- _What you will do_
Copy each of the items below word for word, omitting the pictures.

- _Dataset extract_
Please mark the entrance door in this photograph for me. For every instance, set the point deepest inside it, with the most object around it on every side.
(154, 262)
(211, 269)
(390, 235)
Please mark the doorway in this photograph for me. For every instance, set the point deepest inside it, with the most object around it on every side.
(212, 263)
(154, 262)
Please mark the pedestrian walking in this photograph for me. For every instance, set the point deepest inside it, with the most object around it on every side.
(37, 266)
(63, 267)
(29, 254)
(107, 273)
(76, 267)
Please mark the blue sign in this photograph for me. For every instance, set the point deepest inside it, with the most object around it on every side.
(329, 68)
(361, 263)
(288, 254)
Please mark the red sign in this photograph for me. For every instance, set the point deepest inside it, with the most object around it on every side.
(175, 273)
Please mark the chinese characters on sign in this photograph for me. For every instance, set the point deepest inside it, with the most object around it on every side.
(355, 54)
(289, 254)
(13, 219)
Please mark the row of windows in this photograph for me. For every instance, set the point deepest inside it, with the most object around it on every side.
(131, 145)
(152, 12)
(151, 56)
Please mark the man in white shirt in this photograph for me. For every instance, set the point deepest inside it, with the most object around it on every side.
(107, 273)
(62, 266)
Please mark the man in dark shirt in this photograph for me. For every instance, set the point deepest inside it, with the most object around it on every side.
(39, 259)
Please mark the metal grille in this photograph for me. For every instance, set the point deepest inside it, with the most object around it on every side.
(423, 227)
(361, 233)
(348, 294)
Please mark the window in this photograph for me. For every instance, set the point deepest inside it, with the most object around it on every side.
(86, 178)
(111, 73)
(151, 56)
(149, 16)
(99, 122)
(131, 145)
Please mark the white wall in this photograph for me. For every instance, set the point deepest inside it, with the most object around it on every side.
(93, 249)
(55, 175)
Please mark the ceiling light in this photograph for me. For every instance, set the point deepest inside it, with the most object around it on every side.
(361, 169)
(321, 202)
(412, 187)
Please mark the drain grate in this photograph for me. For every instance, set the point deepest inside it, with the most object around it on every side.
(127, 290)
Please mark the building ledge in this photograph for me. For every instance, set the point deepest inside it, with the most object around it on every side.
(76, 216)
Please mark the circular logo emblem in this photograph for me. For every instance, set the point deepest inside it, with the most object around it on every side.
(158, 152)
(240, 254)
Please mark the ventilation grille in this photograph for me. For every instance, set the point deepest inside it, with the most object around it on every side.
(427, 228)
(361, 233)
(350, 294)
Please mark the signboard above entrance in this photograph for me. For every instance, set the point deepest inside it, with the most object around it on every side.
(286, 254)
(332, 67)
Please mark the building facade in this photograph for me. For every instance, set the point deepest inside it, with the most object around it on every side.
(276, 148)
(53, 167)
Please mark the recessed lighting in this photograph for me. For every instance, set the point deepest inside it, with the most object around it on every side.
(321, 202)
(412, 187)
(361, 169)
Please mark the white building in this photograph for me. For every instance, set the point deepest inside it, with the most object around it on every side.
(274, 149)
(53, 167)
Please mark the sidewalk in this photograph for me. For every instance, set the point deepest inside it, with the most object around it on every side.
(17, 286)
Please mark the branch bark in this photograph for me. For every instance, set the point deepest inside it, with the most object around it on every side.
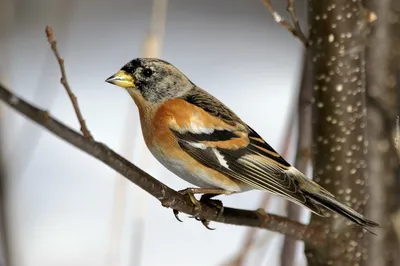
(337, 39)
(383, 106)
(167, 196)
(303, 152)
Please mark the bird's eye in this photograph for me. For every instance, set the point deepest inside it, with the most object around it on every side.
(147, 72)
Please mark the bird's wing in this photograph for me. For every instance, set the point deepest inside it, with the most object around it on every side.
(234, 149)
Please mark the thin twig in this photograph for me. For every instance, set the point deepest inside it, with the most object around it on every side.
(296, 29)
(167, 196)
(303, 154)
(295, 20)
(64, 82)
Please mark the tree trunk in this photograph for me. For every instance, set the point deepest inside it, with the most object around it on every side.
(339, 125)
(383, 162)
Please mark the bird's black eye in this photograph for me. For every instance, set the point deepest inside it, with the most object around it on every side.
(147, 72)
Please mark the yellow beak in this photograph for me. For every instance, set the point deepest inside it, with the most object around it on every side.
(122, 79)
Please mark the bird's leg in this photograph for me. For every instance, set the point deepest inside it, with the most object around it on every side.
(208, 193)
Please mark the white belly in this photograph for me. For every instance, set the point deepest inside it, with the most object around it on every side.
(198, 178)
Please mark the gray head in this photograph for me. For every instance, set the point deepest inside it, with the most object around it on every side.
(156, 80)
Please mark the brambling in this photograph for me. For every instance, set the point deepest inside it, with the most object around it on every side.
(199, 139)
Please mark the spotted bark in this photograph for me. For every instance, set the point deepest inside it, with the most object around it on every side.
(383, 48)
(337, 39)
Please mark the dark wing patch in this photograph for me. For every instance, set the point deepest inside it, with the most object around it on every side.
(250, 165)
(216, 135)
(258, 146)
(211, 105)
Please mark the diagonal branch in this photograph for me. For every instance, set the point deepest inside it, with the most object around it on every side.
(64, 82)
(295, 29)
(167, 196)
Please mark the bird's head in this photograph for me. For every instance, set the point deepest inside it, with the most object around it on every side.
(153, 79)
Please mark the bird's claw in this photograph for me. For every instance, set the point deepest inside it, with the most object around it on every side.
(193, 199)
(205, 222)
(197, 205)
(176, 214)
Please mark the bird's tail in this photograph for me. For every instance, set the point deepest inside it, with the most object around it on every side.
(329, 202)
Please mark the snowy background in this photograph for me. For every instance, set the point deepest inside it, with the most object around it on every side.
(69, 209)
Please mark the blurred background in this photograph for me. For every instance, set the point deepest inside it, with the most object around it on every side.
(66, 208)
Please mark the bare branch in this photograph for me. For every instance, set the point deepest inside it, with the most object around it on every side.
(167, 196)
(296, 29)
(64, 82)
(303, 151)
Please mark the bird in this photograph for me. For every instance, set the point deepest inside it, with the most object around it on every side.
(199, 139)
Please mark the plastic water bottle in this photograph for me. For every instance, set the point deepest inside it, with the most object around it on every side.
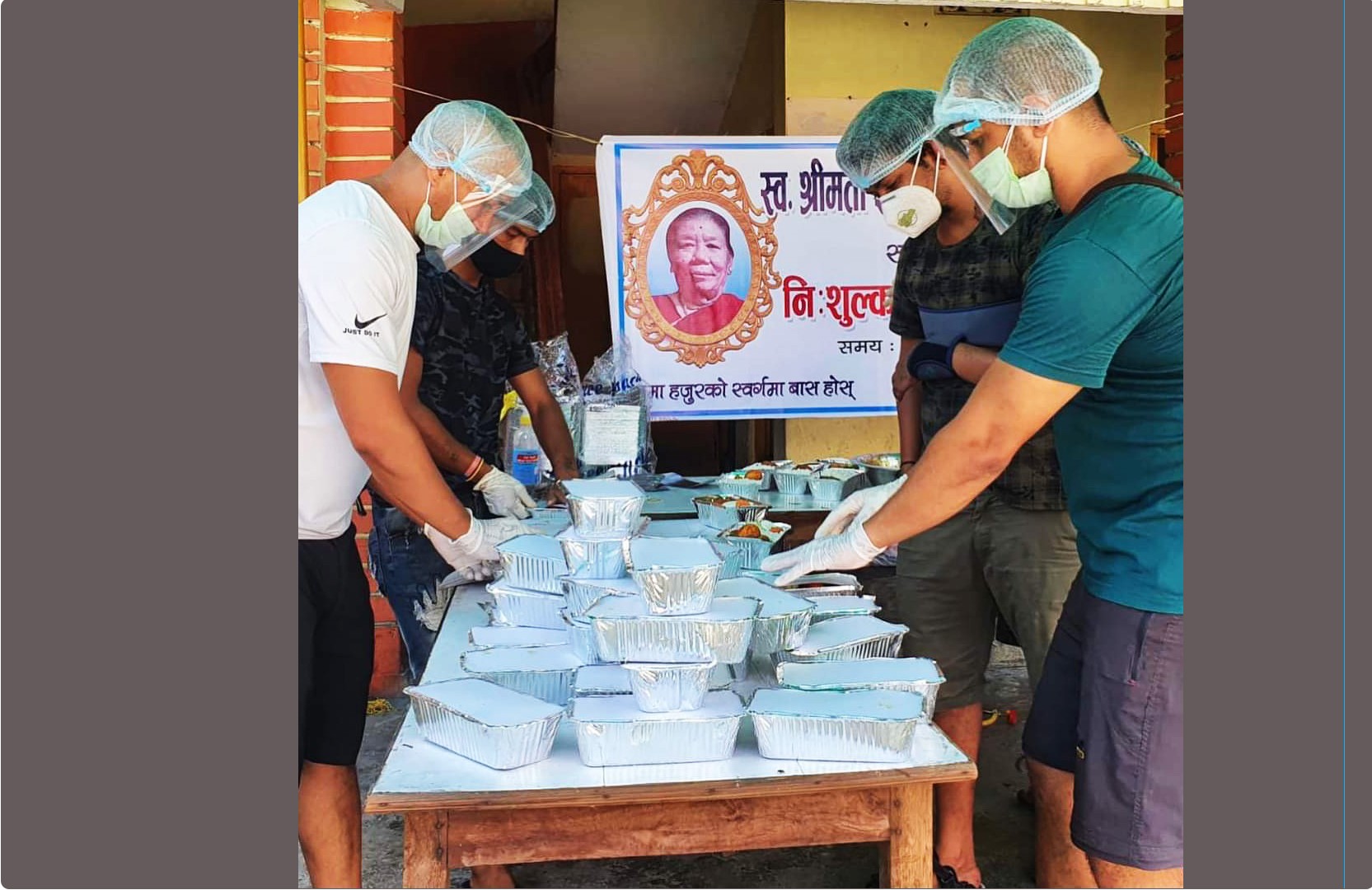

- _Finished task_
Please mark the entrance door in this photograph for me. For every instance, set the point deepest inside it, with the most object around it on every side.
(154, 262)
(211, 269)
(390, 235)
Please mark the doorway in this photograph for me. For every instance, set the point deepest inside it, with the most object around it on every side.
(212, 263)
(154, 262)
Please mark the pedestrian walking in this photograph for me. For every instance, set the point deepest inside it, with the most object around it on every side.
(37, 266)
(63, 267)
(29, 254)
(107, 273)
(76, 267)
Please mark the blue sign in this photograph for me. For every instance, set the point deepest inside it, with the most object around it on every side.
(329, 68)
(361, 263)
(288, 254)
Please mark the red sign in this photograph for me. For every instance, set the point deepest inside it, with the most object around it on every side.
(175, 273)
Please mark the chinese characters on sign in this photograph for me. For every instance, set the point deepest inside it, with the most object around it on every side.
(355, 54)
(289, 254)
(13, 219)
Please mark the row of windows in this photograph for me. For every instance, set the point deepest inside it, with the most object around it on every side.
(131, 145)
(152, 12)
(151, 56)
Please mark the man in white shirt in this photograph for me. For every instance, set the point deepest inside it, with the most object around it on every side.
(107, 273)
(62, 266)
Please mark the man in dark shirt in this photograph for me. For every instance, set the point deepest inside it, with the most object around it on every side.
(39, 259)
Please mark the metal grille in this photograph for me. For every instance, set the point deepest inside it, with the most object around it on every side.
(423, 227)
(361, 233)
(348, 294)
Please mark the window in this photograph for me. For every instance, set the point deepest inside it, with the most object around it on every side.
(86, 178)
(111, 73)
(151, 56)
(149, 16)
(99, 122)
(131, 145)
Please mark the white wall in this photograph for me. For every instance, set the point deepest inside it, with the most object around it on every side.
(93, 249)
(55, 175)
Please mark the ceiling light in this photograph for me. For every instance, set the point deepest inside it, with the most object around it on every side.
(361, 169)
(321, 202)
(412, 187)
Please mark the drain grate in this photograph for me. For every instance, set the point deepest inside it, with the most object around it on every side.
(127, 290)
Please mark the building ledge in this photograph for me. For every instance, set the point deepest inside it, with the most object around it on every side.
(76, 216)
Please mark the circular logo emblem in this photograph for me. For every instance, set the point deepest inside it, with the most object around it on every side.
(158, 152)
(240, 254)
Please mark the ventilation grille in this photograph for me. For every instance, set the point deepest inside it, with the most object around it on every side.
(427, 228)
(361, 233)
(350, 294)
Please mark the signboard above entrance in this photograph for me. For every instance, set the point deepest inside it, with the most object around it on every side.
(286, 254)
(332, 67)
Please mark the building facade in this photograph for me. For every instance, set the point deepest inside it, with the most object around it on every side.
(276, 148)
(53, 167)
Please mark the recessed lighting in this photograph for me. For every instance, set the point deepest inside it, with the most object around it on every side.
(321, 202)
(412, 187)
(361, 169)
Please mark the white building in this photograph for me. For every instance, set the point deepest inside it, with the most object around it on every side.
(274, 149)
(53, 167)
Please mark the sidewalk in this photograph for me. For every instance, set the point deepest inside it, with the most object around it on every side.
(17, 286)
Please mark the branch bark in this photograph for me. For every instance, set the point deepest inside it, with the most object around it on every side.
(337, 39)
(383, 106)
(167, 196)
(303, 152)
Please mark the bird's eye in this photograph for me. For every instance, set the point deepest inside it, with the most object around it on every side.
(147, 72)
Please mark the bird's wing in this photograph for me. For every instance, set the point deepest inside it, with the most object around it on every side.
(234, 149)
Please mark the thin twig in this photograph for me. For every instance, set the point deepest inside it, with the most object around it on every side.
(296, 29)
(167, 196)
(303, 154)
(295, 20)
(64, 82)
Please mark the tree trunk in this photograph for me. For every instance, set the point deepest inside it, with the most object around it on every side.
(339, 125)
(383, 162)
Please mark the bird's black eye in this photograph for me. For every instance, set the point deepest inside it, with the most object around it on every side.
(147, 72)
Please mark the yellow beak in this photograph for me. For every instance, set the point deepest inside it, with the most object around it on every side.
(122, 79)
Please mark the bird's leg in this photograph for me. For every instance, set the point deepest inside it, with the most object around it on every side.
(208, 193)
Please mark the white belly in this photograph for me. For every instance, set the point deepest inside it, with the most object around it on every side.
(198, 178)
Please mark the gray head in this photograph for me. For every instance, set the point deepest inside it, with the most object around it on every side.
(156, 80)
Please mark the brambling in this photograph for me. For every instance, set the point deepest inside it, with the most object around it on every side.
(199, 139)
Please mark the spotted bark in this photograph for me. For every instance, set the point deepest inside it, with the most object around it on every side.
(383, 48)
(337, 39)
Please mark the dark wing patch in this photograph for me. For every instance, set the point deepest inside it, with the most object around it on every side.
(250, 165)
(216, 135)
(258, 146)
(211, 105)
Please mark the diagonal branch in this photograph for me. For every instance, set the point deepest inside it, with the most object around it on every side.
(64, 82)
(295, 29)
(167, 196)
Please mark the bird's head in this photograph for me. For every instance, set the point deepest inside it, with the most object around it on every side.
(153, 79)
Please mark the bird's claw in this photograph for me. For every instance, set the point deepest inside it, with the most object around it on every side.
(193, 199)
(205, 222)
(197, 205)
(176, 214)
Please mark the bird's tail in this photograph for me. For every instance, set the point deepest inside it, with the most object around it on every side.
(329, 202)
Please mark the snowy background in this photograph for me. For every instance, set the point deepest inside it, with the most object around it on every side.
(69, 209)
Please mark the blurred background in this photograph for me. For every instance, set the point deepest inside it, with the most object around it on every side.
(66, 208)
Please mark the bare branch in this photograph for me. For every instance, set the point deepest inside it, with the most object around it on every side.
(167, 196)
(296, 29)
(64, 82)
(303, 151)
Please mark the bird in this photograph for me. For every instance, set the point deepest inside it, with the most object around it on every side.
(199, 139)
Please mark the plastic water bottle in this photograph for me. For every instance, set the point deepest inside it, with the most object around it on every side.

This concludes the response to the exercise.